------ DATASET EXCERPTS

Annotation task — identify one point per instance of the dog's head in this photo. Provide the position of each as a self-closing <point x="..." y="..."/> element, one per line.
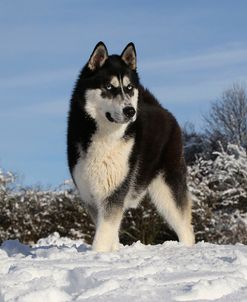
<point x="112" y="85"/>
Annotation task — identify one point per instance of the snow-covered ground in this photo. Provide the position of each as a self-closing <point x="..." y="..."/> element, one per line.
<point x="59" y="269"/>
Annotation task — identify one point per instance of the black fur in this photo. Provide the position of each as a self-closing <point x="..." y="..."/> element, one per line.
<point x="158" y="142"/>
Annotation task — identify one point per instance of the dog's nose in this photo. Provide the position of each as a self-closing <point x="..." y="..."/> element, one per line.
<point x="129" y="111"/>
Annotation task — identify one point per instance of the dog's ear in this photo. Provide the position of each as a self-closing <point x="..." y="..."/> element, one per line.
<point x="129" y="55"/>
<point x="98" y="56"/>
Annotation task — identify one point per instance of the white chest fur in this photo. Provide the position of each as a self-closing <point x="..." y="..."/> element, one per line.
<point x="102" y="169"/>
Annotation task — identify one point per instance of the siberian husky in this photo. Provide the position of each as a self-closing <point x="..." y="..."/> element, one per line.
<point x="123" y="145"/>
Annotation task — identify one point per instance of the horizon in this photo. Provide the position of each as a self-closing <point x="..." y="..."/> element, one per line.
<point x="188" y="53"/>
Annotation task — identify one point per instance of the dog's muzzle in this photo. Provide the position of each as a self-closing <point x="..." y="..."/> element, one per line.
<point x="129" y="112"/>
<point x="127" y="115"/>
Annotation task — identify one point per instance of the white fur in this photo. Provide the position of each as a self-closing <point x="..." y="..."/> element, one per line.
<point x="97" y="107"/>
<point x="115" y="82"/>
<point x="180" y="221"/>
<point x="106" y="237"/>
<point x="103" y="168"/>
<point x="126" y="81"/>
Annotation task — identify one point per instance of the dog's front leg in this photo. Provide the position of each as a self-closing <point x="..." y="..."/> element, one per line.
<point x="107" y="228"/>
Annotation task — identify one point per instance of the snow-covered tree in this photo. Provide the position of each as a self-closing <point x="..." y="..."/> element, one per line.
<point x="219" y="189"/>
<point x="227" y="118"/>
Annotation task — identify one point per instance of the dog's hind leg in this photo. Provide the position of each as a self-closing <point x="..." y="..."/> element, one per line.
<point x="179" y="218"/>
<point x="107" y="228"/>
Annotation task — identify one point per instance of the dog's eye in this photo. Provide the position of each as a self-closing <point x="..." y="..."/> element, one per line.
<point x="108" y="87"/>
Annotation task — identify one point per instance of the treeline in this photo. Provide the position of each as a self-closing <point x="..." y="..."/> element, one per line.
<point x="217" y="177"/>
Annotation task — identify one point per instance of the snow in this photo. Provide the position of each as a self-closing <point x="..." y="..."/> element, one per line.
<point x="59" y="269"/>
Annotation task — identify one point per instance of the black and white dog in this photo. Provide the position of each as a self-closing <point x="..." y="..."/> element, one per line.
<point x="123" y="145"/>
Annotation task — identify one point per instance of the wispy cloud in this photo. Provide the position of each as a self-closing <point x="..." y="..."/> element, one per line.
<point x="38" y="78"/>
<point x="206" y="60"/>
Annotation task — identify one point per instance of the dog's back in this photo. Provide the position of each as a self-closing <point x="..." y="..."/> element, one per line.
<point x="123" y="145"/>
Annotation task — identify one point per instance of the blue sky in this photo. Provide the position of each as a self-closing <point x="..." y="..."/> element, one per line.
<point x="188" y="53"/>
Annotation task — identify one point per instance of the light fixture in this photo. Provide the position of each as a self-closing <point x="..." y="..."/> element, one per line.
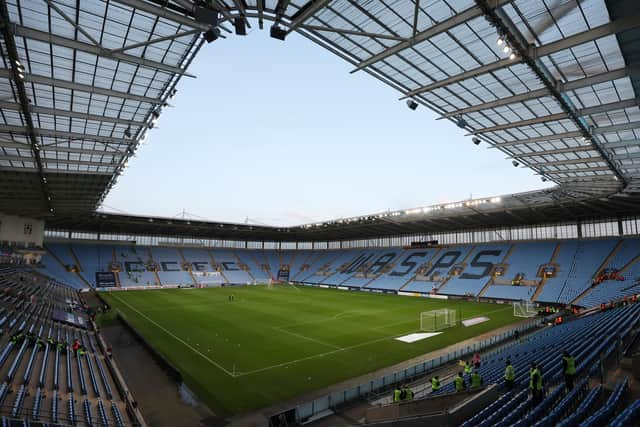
<point x="211" y="35"/>
<point x="278" y="32"/>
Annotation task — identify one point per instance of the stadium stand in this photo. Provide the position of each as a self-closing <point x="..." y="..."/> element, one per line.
<point x="472" y="278"/>
<point x="46" y="382"/>
<point x="136" y="263"/>
<point x="577" y="265"/>
<point x="170" y="268"/>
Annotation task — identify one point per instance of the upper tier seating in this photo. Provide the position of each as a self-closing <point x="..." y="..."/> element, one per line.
<point x="576" y="263"/>
<point x="170" y="268"/>
<point x="136" y="258"/>
<point x="254" y="260"/>
<point x="579" y="261"/>
<point x="231" y="266"/>
<point x="474" y="277"/>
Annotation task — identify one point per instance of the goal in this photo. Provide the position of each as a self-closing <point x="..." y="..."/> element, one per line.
<point x="436" y="320"/>
<point x="524" y="309"/>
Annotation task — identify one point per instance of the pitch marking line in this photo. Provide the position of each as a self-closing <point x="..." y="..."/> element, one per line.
<point x="307" y="338"/>
<point x="171" y="334"/>
<point x="315" y="356"/>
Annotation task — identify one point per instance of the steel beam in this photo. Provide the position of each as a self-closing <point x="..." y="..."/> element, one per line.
<point x="555" y="137"/>
<point x="72" y="114"/>
<point x="556" y="151"/>
<point x="34" y="78"/>
<point x="627" y="156"/>
<point x="566" y="162"/>
<point x="351" y="32"/>
<point x="562" y="116"/>
<point x="545" y="50"/>
<point x="439" y="28"/>
<point x="540" y="93"/>
<point x="552" y="117"/>
<point x="42" y="36"/>
<point x="163" y="13"/>
<point x="158" y="40"/>
<point x="46" y="161"/>
<point x="580" y="170"/>
<point x="617" y="128"/>
<point x="575" y="134"/>
<point x="611" y="106"/>
<point x="21" y="93"/>
<point x="621" y="144"/>
<point x="62" y="149"/>
<point x="62" y="134"/>
<point x="306" y="12"/>
<point x="73" y="23"/>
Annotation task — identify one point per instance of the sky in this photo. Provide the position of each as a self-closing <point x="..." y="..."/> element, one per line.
<point x="280" y="133"/>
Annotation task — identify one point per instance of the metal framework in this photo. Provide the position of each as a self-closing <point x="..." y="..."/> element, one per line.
<point x="558" y="94"/>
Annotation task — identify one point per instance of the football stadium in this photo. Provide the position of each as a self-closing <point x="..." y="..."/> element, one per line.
<point x="515" y="309"/>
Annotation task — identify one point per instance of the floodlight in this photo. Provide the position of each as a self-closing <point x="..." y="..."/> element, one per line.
<point x="211" y="35"/>
<point x="240" y="26"/>
<point x="278" y="32"/>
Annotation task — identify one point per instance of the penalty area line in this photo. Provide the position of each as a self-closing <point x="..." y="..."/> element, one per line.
<point x="177" y="338"/>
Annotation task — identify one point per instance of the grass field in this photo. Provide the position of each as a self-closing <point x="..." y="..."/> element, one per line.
<point x="275" y="343"/>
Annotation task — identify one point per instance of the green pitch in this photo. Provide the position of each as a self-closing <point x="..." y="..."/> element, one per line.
<point x="275" y="343"/>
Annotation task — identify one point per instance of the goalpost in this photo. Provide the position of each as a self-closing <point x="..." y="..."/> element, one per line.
<point x="524" y="309"/>
<point x="436" y="320"/>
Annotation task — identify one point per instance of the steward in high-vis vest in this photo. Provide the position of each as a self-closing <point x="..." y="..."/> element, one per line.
<point x="396" y="394"/>
<point x="569" y="369"/>
<point x="459" y="382"/>
<point x="467" y="367"/>
<point x="509" y="375"/>
<point x="476" y="380"/>
<point x="435" y="384"/>
<point x="535" y="383"/>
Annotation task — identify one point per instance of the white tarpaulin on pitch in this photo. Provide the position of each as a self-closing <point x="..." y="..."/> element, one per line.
<point x="417" y="336"/>
<point x="475" y="321"/>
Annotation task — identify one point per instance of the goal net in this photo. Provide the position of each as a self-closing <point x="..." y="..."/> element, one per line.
<point x="524" y="309"/>
<point x="436" y="320"/>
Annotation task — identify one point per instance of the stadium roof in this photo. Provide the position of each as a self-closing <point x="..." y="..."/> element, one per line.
<point x="82" y="82"/>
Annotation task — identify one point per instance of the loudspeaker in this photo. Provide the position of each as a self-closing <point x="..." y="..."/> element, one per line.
<point x="206" y="16"/>
<point x="278" y="33"/>
<point x="241" y="27"/>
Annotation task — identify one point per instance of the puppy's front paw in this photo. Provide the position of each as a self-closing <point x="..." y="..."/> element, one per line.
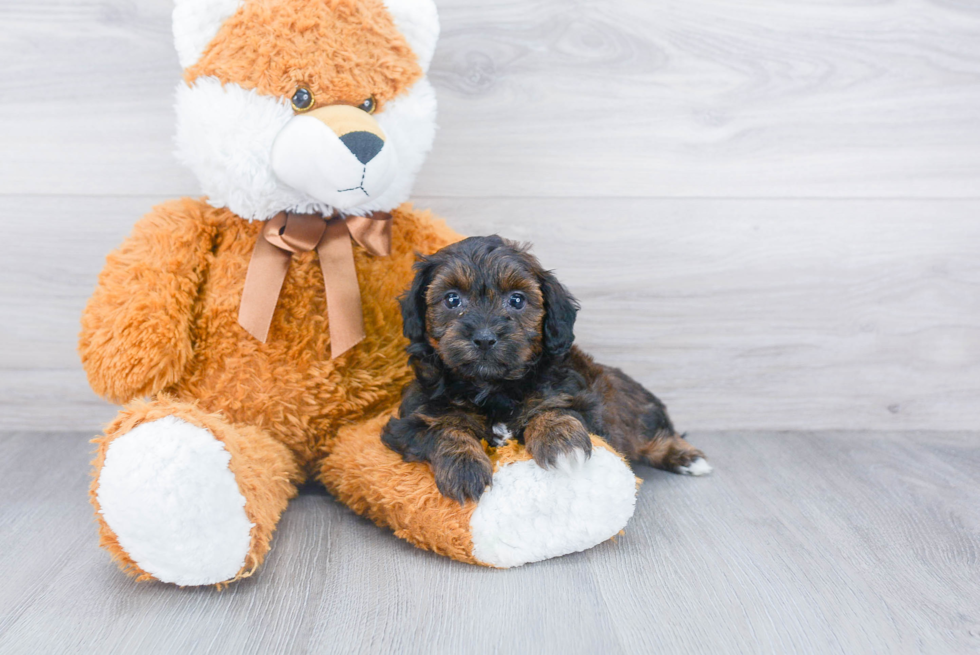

------------

### [WHAT NEEDS TO BE DONE]
Find each line in the items above that contains the word "white", and copy those lines.

### [EXERCISE OUTPUT]
Annotation task — identify one point per instance of the white chest fur in this photo. Provide the position of each as a self-closing <point x="..." y="..."/> element, one per line.
Annotation task — identify one point per instance of the white fur in this photo. Provide the position of each as a self-closing <point x="..." y="..."/> element, one per line.
Annotation task — identify one point per instance of the black and white dog in this photo. Provide the position of each as a self-closing <point x="..." y="..."/> element, one per line.
Annotation task — identify one point per instance of the white tarpaulin on pitch in this photo. Provide the position of each as a self-closing <point x="..." y="..."/> element, one per line.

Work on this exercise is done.